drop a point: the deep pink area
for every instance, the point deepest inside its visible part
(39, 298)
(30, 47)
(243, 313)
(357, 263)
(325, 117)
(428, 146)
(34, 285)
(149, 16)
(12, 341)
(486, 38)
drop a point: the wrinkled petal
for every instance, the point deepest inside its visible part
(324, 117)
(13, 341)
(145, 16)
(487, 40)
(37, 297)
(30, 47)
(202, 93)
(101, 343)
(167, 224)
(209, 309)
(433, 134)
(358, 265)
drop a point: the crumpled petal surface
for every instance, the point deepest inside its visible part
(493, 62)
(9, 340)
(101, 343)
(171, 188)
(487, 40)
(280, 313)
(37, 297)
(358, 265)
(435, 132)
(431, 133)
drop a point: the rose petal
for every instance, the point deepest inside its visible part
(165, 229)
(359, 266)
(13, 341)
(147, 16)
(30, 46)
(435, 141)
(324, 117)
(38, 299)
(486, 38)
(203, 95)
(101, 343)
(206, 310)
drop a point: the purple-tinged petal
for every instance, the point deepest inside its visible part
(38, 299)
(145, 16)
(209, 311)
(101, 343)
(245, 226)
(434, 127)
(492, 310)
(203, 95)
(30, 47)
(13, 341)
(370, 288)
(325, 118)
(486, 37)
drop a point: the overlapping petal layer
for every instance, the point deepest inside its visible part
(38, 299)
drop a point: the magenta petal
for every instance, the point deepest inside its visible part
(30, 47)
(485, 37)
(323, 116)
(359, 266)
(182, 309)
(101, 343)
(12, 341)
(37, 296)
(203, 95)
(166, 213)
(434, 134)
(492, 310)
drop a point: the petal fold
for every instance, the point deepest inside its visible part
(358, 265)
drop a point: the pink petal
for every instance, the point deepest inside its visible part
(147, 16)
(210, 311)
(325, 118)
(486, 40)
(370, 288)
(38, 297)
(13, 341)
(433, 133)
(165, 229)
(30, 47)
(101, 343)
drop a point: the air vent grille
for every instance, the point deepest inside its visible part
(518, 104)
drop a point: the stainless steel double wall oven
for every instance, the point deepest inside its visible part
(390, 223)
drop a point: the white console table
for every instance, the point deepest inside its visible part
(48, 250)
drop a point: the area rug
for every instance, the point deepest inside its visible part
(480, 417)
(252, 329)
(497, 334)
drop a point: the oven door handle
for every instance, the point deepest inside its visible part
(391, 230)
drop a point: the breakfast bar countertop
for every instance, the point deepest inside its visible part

TASK DIRECTIONS → Can you convert every line of the material above into a Markdown table, skipping blank lines, with a "Row" column giving each line's number and a "Material line" column holding the line itself?

REPLY →
| Row | Material line |
|---|---|
| 1 | drop a point: the deep pink area |
| 2 | for every instance, the point deepest inside its visible part |
| 3 | (39, 298) |
| 4 | (30, 47) |
| 5 | (243, 313) |
| 6 | (357, 263) |
| 7 | (325, 117) |
| 8 | (428, 146) |
| 9 | (34, 285) |
| 10 | (149, 16) |
| 11 | (12, 341) |
| 12 | (486, 38) |
| 13 | drop a point: the wrinkled petal |
| 14 | for every instance, the point deepest inside its visible part |
| 15 | (324, 117) |
| 16 | (13, 341) |
| 17 | (145, 16) |
| 18 | (487, 40) |
| 19 | (37, 297) |
| 20 | (30, 47) |
| 21 | (202, 93) |
| 22 | (101, 343) |
| 23 | (167, 224) |
| 24 | (209, 309) |
| 25 | (433, 134) |
| 26 | (358, 265) |
| 27 | drop a point: the crumpled petal surface |
| 28 | for every instance, the point deepest inside its visible part |
| 29 | (493, 62) |
| 30 | (9, 340) |
| 31 | (101, 343) |
| 32 | (171, 188) |
| 33 | (487, 40) |
| 34 | (280, 313) |
| 35 | (37, 297) |
| 36 | (358, 265) |
| 37 | (435, 132) |
| 38 | (431, 133) |
| 39 | drop a point: the rose petal |
| 40 | for every instance, the point deepest inside its visible part |
| 41 | (165, 229) |
| 42 | (359, 266) |
| 43 | (13, 341) |
| 44 | (147, 16) |
| 45 | (30, 46) |
| 46 | (435, 141) |
| 47 | (324, 117) |
| 48 | (38, 299) |
| 49 | (486, 38) |
| 50 | (203, 95) |
| 51 | (101, 343) |
| 52 | (206, 310) |
| 53 | drop a point: the purple-tinged petal |
| 54 | for every instance, the point deepest inside its visible part |
| 55 | (38, 299) |
| 56 | (145, 16) |
| 57 | (209, 311) |
| 58 | (101, 343) |
| 59 | (245, 226) |
| 60 | (434, 127) |
| 61 | (492, 310) |
| 62 | (203, 95) |
| 63 | (30, 47) |
| 64 | (13, 341) |
| 65 | (370, 288) |
| 66 | (325, 118) |
| 67 | (486, 37) |
| 68 | drop a point: the overlapping petal layer |
| 69 | for every instance, the point deepest inside its visible part |
| 70 | (38, 299) |
| 71 | drop a point: the magenta petal |
| 72 | for every instance, the point deepest inside its visible part |
| 73 | (30, 47) |
| 74 | (485, 37) |
| 75 | (323, 116) |
| 76 | (359, 266) |
| 77 | (182, 309) |
| 78 | (101, 343) |
| 79 | (12, 341) |
| 80 | (37, 296) |
| 81 | (203, 95) |
| 82 | (166, 213) |
| 83 | (434, 134) |
| 84 | (492, 310) |
| 85 | drop a point: the petal fold |
| 86 | for every instance, the point deepest inside its visible part |
| 87 | (358, 265) |
| 88 | drop a point: the pink petal |
| 89 | for every instance, the point deepest inside its visible part |
| 90 | (147, 16) |
| 91 | (210, 311) |
| 92 | (325, 118) |
| 93 | (486, 40) |
| 94 | (370, 288) |
| 95 | (38, 297) |
| 96 | (13, 341) |
| 97 | (433, 133) |
| 98 | (165, 229) |
| 99 | (30, 47) |
| 100 | (101, 343) |
| 101 | drop a point: the air vent grille |
| 102 | for every instance, the point deepest inside its visible part |
| 103 | (518, 104) |
| 104 | drop a point: the stainless steel double wall oven |
| 105 | for every instance, the point deepest inside its visible part |
| 106 | (390, 223) |
| 107 | drop a point: the white console table |
| 108 | for every instance, the point deepest inside its visible part |
| 109 | (48, 250) |
| 110 | drop a point: the area rug |
| 111 | for every instance, the point deepest inside its visible part |
| 112 | (480, 417) |
| 113 | (252, 329) |
| 114 | (497, 334) |
| 115 | drop a point: the oven door handle |
| 116 | for every instance, the point deepest inside its visible part |
| 117 | (391, 230) |
| 118 | drop a point: the breakfast bar countertop |
| 119 | for every instance, the point deepest inside its visible part |